[BEGIN]

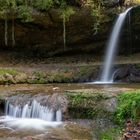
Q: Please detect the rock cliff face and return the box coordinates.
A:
[0,5,140,55]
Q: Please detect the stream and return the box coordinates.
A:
[0,83,140,140]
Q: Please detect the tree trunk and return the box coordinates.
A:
[12,10,16,47]
[5,11,8,46]
[63,15,66,50]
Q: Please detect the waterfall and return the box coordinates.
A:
[5,100,62,122]
[100,8,132,83]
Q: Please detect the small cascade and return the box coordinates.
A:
[96,8,132,83]
[5,93,68,122]
[6,100,62,121]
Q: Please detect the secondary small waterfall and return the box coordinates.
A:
[5,93,68,122]
[100,8,132,83]
[6,100,62,121]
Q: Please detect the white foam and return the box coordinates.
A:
[0,116,63,130]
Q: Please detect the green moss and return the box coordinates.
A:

[END]

**To be done:**
Reproduce the listing above with "detect" replaced by "locate" everywhere, leaving the rest unchanged and the pictures out.

**Full solution:**
Q: Please locate the rock cliff face and return the box coordinates.
A:
[0,5,140,55]
Q: Please locate the stream and return the box coordinates.
A:
[0,83,140,140]
Q: Please locate the tree trunk and return the box coordinates.
A:
[12,10,16,47]
[5,11,8,46]
[63,15,66,50]
Q: Please locate the waterfall and return the box coordinates.
A:
[5,100,62,122]
[100,8,132,83]
Q: Please locate the small cascade and return the box coordinates.
A:
[96,8,132,83]
[5,93,68,122]
[6,100,62,121]
Q: Please locate the secondary small waterfall and return the box coordinates.
A:
[5,93,68,122]
[100,8,132,83]
[6,100,62,121]
Q: Please locate the white foam and return the box coordinates.
A:
[0,116,63,130]
Q: Please locate the green moss and return the box coordinates.
A:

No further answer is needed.